**Deine Aufgabe**
Führe den Text über Fiedlers Forderungen an die Krankenkassen nach seinem letzten Satz weiter.

**Ausgangstext**

In den vergangen Jahren wurde von den Ärzten zahlreiche solche sinnvollen Ausweitungen vorgeschlagen, kaum eine davon hat es in den Leistungskatalog geschafft: „Von vielen notwendigen Adaptierungen wurde höchstens über eine konkreter gesprochen“, beschreibt Fiedler viele Kassengespräche der letzten 10 Jahre.
„Wir müssen auch über eine Erweiterung der Stellenpläne für innere Medizin sprechen“, wird Fiedler konkret. Seit mehr als 5 Jahren, so gibt der Obmann der Fachgruppe Innere Medizin zu bedenken, seien die Stellenpläne mit „minimalen Ausnahmen“ nicht erhöht worden. Geht man davon aus, dass die Behandlungskosten im niedergelassenen Bereich günstiger sind als im Spital, wäre Erweiterung die logische Konsequenz. Dazu ist es nötig, die Gruppenpraxen auszubauen. „Wir brauchen mehr Leistungsabdeckung, auch die Möglichkeit, Ärzte bei Ärzten anzustellen.“ Längere Öffnungszeiten und eine optimale elektronische Vernetzung gehören dazu. Die meisten etablierten Kollegen, so weiß Fiedler, sind kaum zu motivieren, eine Gruppenpraxis zu gründen. Aber junge Kollegen, so seine Einschätzung, wären durchaus ansprechbar: „Man könnte die Stellen schon von vorneherein als solche ausschreiben.“ Für das Fach Interne hielte er z. B. den Zusammenschluss von Kolleginnen und Kollegen mit dem Schwerpunkt Kardiologie und Stoffwechsel mit Spezialisten für Endoskopie für äußerst sinnvoll. Für die immer größere werdende Zahl von Wahlärzten wären zusätzliche Fächerkombinationen frei wählbar: „Das hätte Vorbildwirkung.“ Das Kassensystem, so Fiedler, könnte davon lernen. Als dringend notwendig aufzunehmende Leistungen nennt Fiedler das Schlafapnoescreening, das 24-Stunden-EKG (gibt es nach wie vor nicht bei allen Kassen) und das ambulante Blutdruckmonitoring.

Daten zur Objektverortung in natürlicher Sprache
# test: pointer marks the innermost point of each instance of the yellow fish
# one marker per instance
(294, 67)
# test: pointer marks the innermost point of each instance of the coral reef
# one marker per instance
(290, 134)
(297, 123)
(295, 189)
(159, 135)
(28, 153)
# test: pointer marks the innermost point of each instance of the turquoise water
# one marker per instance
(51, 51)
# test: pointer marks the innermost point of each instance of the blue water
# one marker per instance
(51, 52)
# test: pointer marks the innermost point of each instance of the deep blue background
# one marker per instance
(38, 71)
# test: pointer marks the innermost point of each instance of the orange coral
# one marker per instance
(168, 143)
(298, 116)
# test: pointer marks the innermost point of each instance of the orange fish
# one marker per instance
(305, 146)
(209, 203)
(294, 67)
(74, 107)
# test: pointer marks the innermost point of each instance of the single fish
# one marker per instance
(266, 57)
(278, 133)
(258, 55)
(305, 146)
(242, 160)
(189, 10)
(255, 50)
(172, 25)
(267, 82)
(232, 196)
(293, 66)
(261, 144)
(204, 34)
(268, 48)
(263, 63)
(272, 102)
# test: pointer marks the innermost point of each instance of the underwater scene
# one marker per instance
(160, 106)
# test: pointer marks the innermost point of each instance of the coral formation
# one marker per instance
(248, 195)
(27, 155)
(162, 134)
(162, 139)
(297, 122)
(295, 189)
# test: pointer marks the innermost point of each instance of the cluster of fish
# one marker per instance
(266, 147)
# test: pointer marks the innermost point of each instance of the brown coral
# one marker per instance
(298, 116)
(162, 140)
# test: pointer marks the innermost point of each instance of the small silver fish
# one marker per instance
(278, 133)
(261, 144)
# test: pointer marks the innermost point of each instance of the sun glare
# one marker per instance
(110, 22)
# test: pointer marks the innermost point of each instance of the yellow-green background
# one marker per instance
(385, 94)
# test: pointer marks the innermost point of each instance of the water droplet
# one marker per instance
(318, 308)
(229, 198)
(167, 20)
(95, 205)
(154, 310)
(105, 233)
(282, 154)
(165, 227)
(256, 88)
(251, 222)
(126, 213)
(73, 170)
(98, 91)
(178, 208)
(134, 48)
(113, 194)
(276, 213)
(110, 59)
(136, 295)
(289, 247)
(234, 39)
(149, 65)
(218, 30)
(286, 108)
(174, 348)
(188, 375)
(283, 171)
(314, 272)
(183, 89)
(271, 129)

**Ergebnis**
In den Spitälern ist die Behandlung seiner Meinung nach vor allem deswegen teurer, weil dort große Vorhaltekosten für einen aufwändigen technischen Apparat zu finanzieren sind. Zudem bedingen die Strukturen im Spital fast zwangsläufig Überdiagnostik, manchmal auch Überbehandlung. Der einzelne Arzt steht in der Spitalshierarchie unter großem Rechtfertigungsdruck. „Wir treten dem Patienten mit Verantwortung, aber auch mit Selbstvertrauen gegenüber“, beschreibt Fiedler die unterschiedlichen Bedingungen für Niedergelasse und Spitalsärzte. Für den niedergelassenen Arzt ist es leichter, sich mit den Patienten auf einen Diagnose- und Behandlungsweg über einige Wochen hindurch zu begeben. Im Spital muss möglichst alles gleichzeitig entschieden und dokumentiert werden. Auch akute Beschwerden immer sofort im Spital abklären zu lassen, so Fiedler, schießt leicht übers Ziel hinaus. „Man muss in die ambulante Medizin investieren!“, fordert Fiedler die Kassen zum Handeln auf.